→ **TAREA A REALIZAR**
En el pasaje citado sobre Rusia, ¿dónde salió publicada la supuesta adopción que se menciona?

→ **PASAJE CITADO**
<<<<

Resumiendo, que es gerundio, la cabra, en este caso
yo, Alfredo Vigón, siempre tira al monte y espero que nadie le ponga años al
animalito…que echaba de menos el Lada amarillo chillón, más chillón que el
tractor de los Zapato Veloz, de mi amigo Vladimir y que añoraba la
mochila que no era precisamente azul.
Es curioso, todos queremos vivir muchos
años pero nadie quiere llegar a viejo. Parece evidente que son dos cosas
incompatibles, salvo para Matusalén que por la estepa le llamaban Mafusailov...y
yo aspiraba a imitarle o a ser eternamente joven aunque fuera como Dorian Grey,
a costa de verme cada mañana en un retrato que envejecía mi cara, mi ego y mi
alma....
De que Rusia es un
gran país no me cabía ninguna duda y en
él vivía yo mi particular aventura terrenal envuelto e imbuido en eso que
llaman el Alma Eslava…que encontrarle nombre a las cosas que no entendemos es
muy humano, cuando, yo creo, solo hay que sentir esas cosas, medir si nos
emocionan o nos cabrean. Y dejarse llevar por ellas como aquel que decía que a
Rusia o se la ama o se la odia obviando entenderla. Otra cosa es un vivo sin
vivir en mí, como Santa Teresa…
Desde que en una
visita del Patriarca de la Iglesia Ortodoxa a Occidente y se agarró un cabreo
de mil pares de Patrones de su Iglesia porque en un mapa antiguo se denominaba
a Rusia con el nombre de “Terra Incógnita”, se ha instalado en el resto del
mundo mundial un halito de misterio sobre todo lo que sucede o ha sucedido, o
está por suceder, en aquellas tierras que nos empeñamos en creer muy lejanas…y
es posible que hasta con cierta razón porque el ruso, el eslavo, también cree
en los misterios y en los milagros, probablemente porque cuando les falla la
Tierra , y les ha fallado en demasía, miran al Cielo, como todos hacemos, y
también porque tiene un cierto gusto romántico que convierte en héroes a los
poetas o a los actores y viven en un mundo de sueños, imperiales pero sueños.
Me encanta que la
gente crea en algo, que sueñe, creo que somos soñadores y que empezamos a morir
cuando dejamos de soñar y me cabrean esos falsos investigadores que se dedican
a desmantelar mitos y creencias destruyendo la ilusión de la gente. De hecho yo
aún creo en Died Maroz, Papá Noel, a pesar de mi corazón Mediterráneo, pero ¿y
si fuera adoptado y en realidad me apellidara Romanov? No creo, aunque a veces
lo pienso, pero una vez se lo dije a un
amigo en broma y se lo creyó tanto que la supuesta adopción apareció en un
periódico brasileño
Su historia está llena
de “falsos Dimitris” como aquel que en el llamado Interregno, se presentó como
hijo de Iván el Terrible, y que en realidad, se dice, era un monje llamado
Grigori, y acabó con la invasión polaca
y como el Rosario de la Aurora y el tal ¿Dimitri? o ¿Gregori? asesinado y
sustituido por Boris Godunov que, aunque era un verdadero gafe, al menos dio
lugar a una abundante obra literaria y musical. La realidad de todo este embrollo
fue que el pueblo prefería creer que era verdadero y que se salvó de la matanza
de la familia del tal Iván IV y que los boyardos se aprovecharon para sacar
ventajas a cambio de su apoyo. Nada nuevo bajo el Sol.

>>>>

→ **LISTADO DE DATOS**
<<<<

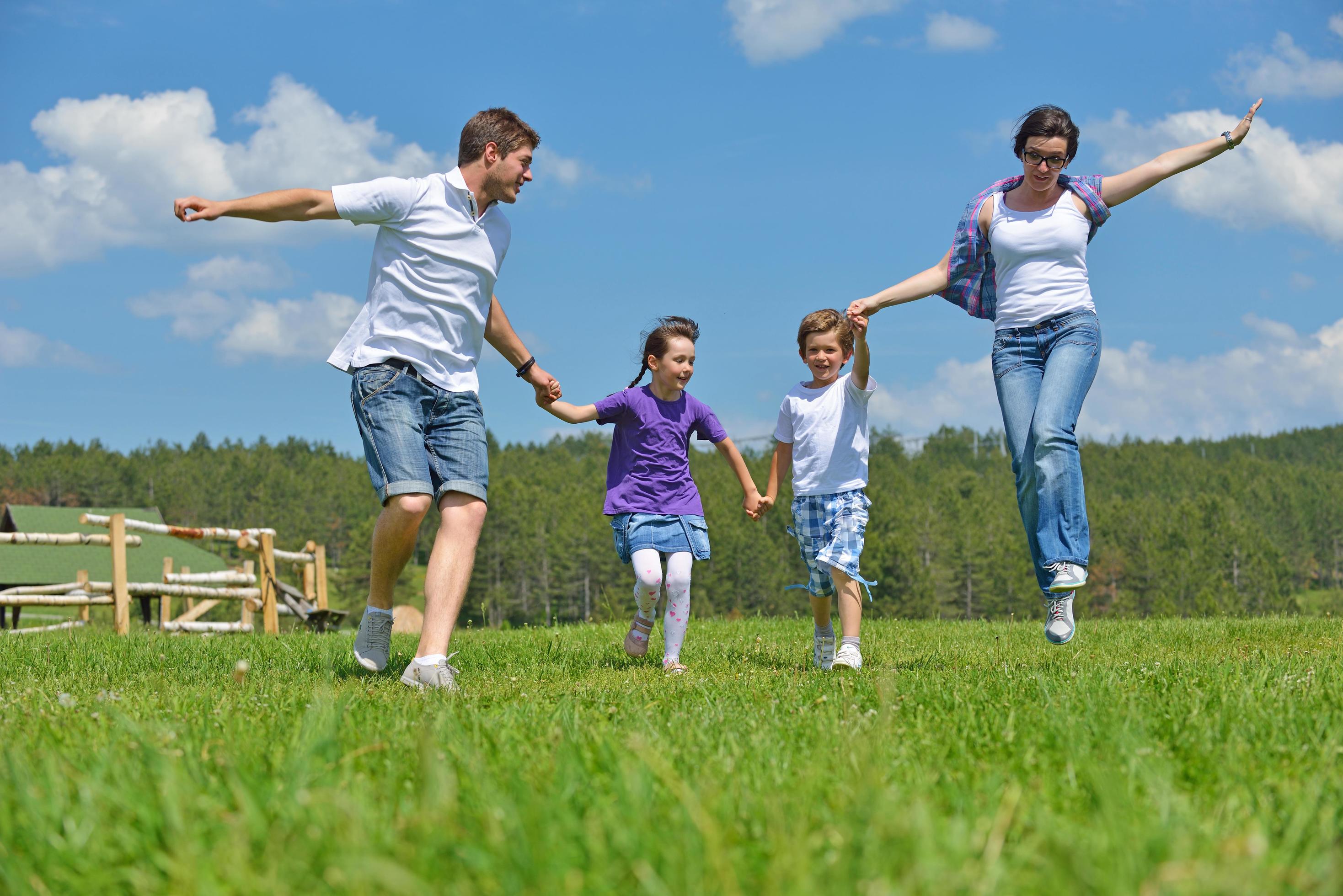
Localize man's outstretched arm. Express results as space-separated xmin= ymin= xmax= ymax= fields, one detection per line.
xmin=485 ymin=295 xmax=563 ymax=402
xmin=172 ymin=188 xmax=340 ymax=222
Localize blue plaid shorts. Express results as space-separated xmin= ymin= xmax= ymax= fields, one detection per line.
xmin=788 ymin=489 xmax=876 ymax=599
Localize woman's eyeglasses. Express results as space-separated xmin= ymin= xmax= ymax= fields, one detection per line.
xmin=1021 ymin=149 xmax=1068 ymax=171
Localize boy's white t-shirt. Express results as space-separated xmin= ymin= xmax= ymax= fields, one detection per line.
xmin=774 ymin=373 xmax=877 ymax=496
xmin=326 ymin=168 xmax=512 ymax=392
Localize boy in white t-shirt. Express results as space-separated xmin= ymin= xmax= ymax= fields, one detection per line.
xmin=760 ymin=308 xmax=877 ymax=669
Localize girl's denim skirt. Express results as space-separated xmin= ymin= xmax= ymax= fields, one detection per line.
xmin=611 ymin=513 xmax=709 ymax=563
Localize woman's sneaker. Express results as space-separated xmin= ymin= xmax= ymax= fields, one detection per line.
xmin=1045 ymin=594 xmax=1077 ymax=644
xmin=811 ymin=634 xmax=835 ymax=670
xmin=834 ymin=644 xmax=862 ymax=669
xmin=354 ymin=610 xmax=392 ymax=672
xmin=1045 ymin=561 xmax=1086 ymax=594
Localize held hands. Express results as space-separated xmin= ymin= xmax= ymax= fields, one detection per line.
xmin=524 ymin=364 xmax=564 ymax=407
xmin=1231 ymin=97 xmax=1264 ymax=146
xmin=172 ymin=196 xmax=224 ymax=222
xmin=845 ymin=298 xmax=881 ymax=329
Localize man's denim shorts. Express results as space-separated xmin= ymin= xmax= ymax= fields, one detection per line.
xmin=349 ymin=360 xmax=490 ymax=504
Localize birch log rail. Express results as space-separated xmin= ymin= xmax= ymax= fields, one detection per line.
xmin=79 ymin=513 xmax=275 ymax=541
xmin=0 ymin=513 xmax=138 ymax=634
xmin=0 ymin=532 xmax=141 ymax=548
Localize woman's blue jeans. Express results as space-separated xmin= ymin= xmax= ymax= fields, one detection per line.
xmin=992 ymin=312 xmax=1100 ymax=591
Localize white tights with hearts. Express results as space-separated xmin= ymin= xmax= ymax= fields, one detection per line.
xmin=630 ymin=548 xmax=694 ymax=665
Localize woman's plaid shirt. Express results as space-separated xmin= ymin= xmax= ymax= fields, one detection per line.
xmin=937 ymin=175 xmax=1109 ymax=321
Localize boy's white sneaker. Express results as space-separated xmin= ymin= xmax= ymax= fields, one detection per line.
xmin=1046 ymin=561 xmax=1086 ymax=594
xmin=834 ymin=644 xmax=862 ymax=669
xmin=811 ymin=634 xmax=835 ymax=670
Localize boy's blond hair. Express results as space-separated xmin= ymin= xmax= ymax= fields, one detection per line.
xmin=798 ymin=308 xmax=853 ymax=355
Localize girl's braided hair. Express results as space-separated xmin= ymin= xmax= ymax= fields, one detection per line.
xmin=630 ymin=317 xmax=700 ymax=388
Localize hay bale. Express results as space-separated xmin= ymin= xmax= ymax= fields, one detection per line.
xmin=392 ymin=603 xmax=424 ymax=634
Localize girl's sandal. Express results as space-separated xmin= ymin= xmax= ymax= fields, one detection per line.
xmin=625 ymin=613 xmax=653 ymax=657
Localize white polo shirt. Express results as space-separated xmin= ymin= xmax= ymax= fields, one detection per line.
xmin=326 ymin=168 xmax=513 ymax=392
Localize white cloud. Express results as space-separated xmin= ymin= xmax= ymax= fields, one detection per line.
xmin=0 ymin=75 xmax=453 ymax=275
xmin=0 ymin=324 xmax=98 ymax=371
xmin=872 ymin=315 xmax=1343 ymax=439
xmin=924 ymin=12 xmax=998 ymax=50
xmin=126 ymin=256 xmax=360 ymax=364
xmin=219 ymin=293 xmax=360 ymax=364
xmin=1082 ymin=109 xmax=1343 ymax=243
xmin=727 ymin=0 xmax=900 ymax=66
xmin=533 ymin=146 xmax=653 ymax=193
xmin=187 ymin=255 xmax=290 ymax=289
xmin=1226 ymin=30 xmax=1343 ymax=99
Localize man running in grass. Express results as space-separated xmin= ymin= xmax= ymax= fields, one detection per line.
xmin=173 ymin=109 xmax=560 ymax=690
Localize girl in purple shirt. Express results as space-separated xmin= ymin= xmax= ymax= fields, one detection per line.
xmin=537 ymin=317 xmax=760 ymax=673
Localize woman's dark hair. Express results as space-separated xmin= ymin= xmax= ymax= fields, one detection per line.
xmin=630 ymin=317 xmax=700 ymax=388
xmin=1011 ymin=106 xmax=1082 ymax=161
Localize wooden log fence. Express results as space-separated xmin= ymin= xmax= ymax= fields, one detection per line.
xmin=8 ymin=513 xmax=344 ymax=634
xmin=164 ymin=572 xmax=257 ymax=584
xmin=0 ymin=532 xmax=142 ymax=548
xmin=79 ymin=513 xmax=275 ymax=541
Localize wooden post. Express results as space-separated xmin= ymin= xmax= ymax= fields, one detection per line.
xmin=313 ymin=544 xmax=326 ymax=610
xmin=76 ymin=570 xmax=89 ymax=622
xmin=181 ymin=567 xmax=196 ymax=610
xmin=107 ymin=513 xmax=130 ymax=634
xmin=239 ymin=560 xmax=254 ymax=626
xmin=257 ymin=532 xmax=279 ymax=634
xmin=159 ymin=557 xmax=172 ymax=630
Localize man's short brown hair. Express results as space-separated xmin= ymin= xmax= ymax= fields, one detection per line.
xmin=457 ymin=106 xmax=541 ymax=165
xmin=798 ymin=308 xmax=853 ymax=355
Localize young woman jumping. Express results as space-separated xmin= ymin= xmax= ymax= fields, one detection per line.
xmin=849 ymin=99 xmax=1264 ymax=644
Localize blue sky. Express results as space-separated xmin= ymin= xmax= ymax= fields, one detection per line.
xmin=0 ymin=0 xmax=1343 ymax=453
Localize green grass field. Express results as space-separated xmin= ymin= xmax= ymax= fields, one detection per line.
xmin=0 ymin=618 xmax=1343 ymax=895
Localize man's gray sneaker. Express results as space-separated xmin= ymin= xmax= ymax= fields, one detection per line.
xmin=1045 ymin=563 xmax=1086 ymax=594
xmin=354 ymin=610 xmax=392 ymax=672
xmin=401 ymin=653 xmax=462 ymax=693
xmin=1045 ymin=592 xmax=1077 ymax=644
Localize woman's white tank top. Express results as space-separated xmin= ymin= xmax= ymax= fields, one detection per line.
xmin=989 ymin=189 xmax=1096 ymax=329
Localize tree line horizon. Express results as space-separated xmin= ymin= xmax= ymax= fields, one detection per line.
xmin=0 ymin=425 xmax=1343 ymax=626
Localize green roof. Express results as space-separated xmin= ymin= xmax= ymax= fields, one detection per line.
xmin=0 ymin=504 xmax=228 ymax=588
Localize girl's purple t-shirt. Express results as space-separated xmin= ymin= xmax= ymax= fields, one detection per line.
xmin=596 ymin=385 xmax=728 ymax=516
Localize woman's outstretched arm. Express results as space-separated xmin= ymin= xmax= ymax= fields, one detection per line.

>>>>
<<<<

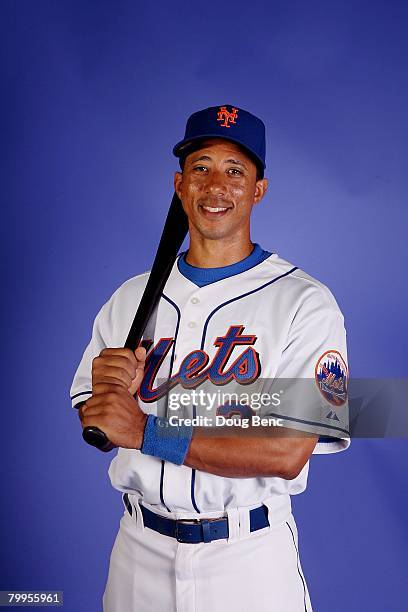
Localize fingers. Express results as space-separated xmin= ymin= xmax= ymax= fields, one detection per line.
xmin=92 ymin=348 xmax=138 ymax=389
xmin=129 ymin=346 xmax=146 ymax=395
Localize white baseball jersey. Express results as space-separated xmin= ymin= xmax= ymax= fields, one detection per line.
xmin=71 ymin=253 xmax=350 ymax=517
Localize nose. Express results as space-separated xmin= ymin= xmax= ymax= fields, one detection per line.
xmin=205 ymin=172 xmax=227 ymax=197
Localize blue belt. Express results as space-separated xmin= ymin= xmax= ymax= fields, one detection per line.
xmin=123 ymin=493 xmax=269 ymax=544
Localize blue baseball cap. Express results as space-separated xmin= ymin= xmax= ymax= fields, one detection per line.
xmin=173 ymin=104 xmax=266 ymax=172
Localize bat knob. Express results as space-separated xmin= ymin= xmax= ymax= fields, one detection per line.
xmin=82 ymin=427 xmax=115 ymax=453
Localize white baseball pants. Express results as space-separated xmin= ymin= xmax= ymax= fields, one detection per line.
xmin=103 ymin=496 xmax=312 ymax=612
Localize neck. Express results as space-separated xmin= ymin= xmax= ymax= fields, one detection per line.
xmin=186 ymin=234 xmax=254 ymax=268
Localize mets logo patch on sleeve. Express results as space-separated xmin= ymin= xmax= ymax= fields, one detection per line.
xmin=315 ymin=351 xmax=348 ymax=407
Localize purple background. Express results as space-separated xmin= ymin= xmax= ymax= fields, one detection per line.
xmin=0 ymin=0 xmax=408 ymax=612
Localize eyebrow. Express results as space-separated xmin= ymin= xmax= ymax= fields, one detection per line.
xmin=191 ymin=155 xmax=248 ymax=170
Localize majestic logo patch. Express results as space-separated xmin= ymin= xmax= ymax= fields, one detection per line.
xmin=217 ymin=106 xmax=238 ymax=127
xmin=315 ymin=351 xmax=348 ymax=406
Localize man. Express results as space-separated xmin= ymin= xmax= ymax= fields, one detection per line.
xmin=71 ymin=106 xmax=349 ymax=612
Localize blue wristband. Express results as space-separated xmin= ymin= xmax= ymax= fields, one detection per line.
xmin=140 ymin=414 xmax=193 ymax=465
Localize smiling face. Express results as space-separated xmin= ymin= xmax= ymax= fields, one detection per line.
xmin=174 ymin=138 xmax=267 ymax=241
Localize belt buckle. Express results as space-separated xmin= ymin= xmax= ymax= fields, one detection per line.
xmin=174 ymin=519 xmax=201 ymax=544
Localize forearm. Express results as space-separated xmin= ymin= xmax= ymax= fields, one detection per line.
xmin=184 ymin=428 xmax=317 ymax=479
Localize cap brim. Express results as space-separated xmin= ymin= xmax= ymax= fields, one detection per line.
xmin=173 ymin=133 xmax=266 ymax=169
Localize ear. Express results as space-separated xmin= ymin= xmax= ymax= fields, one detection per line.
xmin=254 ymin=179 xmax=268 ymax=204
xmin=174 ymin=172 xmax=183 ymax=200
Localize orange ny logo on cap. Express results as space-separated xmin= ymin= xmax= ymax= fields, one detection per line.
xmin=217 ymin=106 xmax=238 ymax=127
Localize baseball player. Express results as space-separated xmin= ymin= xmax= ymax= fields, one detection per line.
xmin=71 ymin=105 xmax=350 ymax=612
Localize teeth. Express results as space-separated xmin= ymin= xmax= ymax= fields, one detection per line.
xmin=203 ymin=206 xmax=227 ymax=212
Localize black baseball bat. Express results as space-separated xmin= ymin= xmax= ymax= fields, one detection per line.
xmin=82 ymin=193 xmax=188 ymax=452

>>>>

→ **RESPUESTA COMPLETA**
En un periódico brasileño.